* **Aim of the exercise**
Only the number is needed: how many lines of the records include "window"?

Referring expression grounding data
------------------------------------------------------------------------

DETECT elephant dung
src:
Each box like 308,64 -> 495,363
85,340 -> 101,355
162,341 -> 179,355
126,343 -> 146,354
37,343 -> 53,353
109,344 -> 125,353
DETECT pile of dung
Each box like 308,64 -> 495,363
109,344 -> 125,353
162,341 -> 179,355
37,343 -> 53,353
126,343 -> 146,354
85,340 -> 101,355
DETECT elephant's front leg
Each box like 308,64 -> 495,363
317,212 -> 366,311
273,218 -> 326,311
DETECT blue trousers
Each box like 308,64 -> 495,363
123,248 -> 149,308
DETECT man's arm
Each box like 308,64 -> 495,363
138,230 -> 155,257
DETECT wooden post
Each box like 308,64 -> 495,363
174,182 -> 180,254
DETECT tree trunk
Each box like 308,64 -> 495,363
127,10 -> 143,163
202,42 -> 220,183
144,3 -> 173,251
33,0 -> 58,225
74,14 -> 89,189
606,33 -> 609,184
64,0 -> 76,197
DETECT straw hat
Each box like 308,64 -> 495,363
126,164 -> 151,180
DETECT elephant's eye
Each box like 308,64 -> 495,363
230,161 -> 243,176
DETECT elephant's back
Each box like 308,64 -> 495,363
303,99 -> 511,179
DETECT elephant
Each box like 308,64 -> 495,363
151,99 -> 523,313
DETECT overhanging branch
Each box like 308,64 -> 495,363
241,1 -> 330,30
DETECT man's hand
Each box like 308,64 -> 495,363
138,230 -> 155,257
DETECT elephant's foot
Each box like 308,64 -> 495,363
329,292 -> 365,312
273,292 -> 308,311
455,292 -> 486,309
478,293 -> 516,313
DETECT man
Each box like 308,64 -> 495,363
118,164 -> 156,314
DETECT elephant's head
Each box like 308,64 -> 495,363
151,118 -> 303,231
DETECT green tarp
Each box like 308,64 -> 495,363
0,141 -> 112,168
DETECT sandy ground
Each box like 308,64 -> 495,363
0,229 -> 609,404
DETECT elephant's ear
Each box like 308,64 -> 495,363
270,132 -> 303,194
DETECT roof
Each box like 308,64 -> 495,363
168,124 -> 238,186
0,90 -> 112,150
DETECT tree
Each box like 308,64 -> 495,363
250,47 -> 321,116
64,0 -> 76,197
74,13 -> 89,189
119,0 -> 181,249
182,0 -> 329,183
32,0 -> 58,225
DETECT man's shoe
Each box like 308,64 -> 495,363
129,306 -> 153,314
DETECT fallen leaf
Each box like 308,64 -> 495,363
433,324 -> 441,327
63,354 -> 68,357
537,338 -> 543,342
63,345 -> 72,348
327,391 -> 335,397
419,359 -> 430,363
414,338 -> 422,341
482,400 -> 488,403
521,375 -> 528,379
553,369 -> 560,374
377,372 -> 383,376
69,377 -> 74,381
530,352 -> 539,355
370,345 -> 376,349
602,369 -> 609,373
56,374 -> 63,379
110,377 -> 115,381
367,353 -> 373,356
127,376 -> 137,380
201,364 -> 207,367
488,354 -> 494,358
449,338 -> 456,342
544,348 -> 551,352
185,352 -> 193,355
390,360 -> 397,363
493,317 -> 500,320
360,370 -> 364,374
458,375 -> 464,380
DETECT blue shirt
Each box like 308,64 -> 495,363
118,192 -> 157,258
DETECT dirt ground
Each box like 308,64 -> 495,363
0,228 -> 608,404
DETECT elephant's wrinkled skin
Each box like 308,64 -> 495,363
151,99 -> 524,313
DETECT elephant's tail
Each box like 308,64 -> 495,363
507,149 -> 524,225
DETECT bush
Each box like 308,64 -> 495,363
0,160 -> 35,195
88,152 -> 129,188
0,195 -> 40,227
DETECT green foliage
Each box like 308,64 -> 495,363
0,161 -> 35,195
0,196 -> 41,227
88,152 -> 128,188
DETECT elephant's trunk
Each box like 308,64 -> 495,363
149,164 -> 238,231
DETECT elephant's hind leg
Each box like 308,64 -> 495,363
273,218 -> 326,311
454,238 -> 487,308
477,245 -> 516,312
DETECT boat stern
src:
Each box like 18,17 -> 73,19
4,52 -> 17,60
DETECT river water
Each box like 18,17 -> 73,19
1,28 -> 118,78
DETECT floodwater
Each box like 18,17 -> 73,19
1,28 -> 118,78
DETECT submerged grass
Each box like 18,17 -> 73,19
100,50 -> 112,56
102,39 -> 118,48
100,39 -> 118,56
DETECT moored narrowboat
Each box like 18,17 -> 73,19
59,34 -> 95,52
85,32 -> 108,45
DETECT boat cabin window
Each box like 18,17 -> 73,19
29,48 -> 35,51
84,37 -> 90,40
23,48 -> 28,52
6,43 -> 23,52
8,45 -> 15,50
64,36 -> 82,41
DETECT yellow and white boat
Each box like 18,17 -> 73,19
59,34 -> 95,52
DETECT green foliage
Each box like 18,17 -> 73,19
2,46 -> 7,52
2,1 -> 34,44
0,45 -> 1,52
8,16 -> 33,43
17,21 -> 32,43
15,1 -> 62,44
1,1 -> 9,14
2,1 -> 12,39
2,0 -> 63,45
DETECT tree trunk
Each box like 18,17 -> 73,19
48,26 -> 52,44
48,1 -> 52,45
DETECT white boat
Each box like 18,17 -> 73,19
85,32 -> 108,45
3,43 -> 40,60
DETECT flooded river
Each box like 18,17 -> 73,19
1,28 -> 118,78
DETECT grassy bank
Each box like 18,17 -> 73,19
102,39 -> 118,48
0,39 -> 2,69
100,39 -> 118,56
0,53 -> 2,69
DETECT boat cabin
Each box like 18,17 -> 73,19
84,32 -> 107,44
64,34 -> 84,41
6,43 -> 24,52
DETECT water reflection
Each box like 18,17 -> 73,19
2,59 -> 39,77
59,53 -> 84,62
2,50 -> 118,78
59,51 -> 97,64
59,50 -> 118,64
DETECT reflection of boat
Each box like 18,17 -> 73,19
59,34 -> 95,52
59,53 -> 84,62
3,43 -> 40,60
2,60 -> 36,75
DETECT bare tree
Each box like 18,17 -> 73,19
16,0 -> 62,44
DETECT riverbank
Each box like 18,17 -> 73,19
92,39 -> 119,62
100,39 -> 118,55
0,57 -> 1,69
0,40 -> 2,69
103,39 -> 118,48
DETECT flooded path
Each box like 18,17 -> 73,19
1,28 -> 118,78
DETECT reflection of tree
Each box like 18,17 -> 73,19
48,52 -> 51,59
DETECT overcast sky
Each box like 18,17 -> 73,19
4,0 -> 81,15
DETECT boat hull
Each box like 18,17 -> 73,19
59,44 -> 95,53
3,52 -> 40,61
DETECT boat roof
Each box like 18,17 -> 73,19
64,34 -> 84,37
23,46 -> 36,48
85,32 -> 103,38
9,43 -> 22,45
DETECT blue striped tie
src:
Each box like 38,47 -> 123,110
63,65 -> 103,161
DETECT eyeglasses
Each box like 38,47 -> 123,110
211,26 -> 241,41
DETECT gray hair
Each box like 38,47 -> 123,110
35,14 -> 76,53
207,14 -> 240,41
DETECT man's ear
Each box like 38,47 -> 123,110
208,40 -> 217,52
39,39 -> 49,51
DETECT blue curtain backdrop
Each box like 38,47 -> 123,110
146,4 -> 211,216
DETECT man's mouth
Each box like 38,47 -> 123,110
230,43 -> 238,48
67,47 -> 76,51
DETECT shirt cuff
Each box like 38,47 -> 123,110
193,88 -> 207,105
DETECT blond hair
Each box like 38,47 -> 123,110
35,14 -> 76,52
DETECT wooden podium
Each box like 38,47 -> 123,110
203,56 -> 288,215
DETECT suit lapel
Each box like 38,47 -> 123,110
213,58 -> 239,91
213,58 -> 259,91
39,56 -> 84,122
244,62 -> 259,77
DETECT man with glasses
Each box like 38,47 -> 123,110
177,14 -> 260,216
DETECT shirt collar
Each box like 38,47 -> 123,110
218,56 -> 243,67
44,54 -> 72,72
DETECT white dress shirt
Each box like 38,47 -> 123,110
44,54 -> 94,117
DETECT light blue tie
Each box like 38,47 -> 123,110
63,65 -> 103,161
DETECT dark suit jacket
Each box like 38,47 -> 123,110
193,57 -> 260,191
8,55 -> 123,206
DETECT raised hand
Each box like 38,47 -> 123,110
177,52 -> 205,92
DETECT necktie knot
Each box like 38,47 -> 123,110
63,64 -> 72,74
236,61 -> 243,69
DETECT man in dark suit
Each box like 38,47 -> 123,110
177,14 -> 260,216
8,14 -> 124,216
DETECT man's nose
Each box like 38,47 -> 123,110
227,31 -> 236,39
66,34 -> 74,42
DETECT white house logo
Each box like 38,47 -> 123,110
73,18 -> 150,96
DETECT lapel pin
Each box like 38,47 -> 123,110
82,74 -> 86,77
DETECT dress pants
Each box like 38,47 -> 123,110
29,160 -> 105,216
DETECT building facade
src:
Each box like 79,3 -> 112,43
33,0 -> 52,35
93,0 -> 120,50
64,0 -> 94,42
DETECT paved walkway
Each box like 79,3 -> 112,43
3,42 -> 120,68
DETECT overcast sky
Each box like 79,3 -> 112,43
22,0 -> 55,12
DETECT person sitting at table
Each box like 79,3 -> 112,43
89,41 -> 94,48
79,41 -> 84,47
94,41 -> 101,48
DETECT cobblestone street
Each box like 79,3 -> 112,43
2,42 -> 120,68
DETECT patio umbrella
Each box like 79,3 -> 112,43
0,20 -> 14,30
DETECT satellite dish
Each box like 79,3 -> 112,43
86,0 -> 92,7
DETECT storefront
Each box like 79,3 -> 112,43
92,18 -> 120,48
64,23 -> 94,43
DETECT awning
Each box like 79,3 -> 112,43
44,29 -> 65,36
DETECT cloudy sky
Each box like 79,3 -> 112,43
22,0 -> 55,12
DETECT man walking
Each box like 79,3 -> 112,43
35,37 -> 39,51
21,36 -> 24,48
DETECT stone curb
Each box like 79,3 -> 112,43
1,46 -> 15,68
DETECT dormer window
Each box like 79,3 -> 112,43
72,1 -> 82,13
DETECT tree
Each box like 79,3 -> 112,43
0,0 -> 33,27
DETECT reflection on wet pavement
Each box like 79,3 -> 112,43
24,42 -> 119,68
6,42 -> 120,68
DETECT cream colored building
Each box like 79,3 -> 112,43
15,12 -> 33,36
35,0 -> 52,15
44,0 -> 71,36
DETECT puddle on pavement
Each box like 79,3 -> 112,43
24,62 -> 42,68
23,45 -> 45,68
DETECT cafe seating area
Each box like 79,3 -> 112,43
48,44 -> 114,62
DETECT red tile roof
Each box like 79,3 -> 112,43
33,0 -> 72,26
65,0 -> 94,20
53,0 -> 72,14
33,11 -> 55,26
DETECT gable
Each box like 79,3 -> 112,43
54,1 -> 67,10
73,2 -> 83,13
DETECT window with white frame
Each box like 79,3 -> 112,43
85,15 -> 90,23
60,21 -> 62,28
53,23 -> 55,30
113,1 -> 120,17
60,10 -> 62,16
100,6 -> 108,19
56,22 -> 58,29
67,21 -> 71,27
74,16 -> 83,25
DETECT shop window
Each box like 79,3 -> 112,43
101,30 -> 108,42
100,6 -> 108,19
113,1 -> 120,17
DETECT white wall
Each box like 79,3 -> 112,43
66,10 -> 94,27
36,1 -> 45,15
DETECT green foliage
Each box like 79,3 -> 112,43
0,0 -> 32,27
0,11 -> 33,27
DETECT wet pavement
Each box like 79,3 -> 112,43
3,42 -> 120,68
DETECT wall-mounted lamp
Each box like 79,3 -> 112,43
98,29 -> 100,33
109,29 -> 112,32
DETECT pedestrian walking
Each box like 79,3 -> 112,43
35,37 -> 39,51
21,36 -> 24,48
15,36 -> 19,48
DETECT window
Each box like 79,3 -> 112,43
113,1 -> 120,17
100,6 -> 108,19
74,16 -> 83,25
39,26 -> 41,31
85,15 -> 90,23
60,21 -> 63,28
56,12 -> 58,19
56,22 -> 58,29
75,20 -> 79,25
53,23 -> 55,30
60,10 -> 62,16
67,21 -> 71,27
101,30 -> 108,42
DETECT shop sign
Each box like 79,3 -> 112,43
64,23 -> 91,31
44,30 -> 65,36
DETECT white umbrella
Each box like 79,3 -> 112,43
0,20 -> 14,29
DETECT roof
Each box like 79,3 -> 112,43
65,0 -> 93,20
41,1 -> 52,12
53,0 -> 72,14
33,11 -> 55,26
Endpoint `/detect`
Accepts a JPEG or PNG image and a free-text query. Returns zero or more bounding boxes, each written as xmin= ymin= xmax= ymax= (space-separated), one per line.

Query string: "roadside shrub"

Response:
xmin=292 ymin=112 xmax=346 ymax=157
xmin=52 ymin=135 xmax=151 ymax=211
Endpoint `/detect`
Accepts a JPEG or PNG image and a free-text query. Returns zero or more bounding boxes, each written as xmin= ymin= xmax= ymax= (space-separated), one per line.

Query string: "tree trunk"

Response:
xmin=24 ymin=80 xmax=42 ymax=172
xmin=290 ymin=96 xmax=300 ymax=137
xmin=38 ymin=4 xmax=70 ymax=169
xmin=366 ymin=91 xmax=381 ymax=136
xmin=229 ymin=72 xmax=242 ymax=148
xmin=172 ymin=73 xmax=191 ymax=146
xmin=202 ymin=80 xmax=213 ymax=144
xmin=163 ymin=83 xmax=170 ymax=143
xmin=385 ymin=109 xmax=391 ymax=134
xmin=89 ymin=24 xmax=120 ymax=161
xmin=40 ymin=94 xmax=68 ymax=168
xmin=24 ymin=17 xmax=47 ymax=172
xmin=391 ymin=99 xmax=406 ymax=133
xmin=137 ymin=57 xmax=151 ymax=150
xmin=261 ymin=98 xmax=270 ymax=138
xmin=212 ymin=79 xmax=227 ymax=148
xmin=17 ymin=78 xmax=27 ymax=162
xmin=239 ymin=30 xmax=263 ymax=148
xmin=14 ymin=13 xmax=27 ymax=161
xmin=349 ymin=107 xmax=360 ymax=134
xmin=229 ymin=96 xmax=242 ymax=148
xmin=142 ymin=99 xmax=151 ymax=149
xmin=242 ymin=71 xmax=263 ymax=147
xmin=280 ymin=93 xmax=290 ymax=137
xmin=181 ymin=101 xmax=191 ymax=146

------------------------------------------------------------------------

* **Result**
5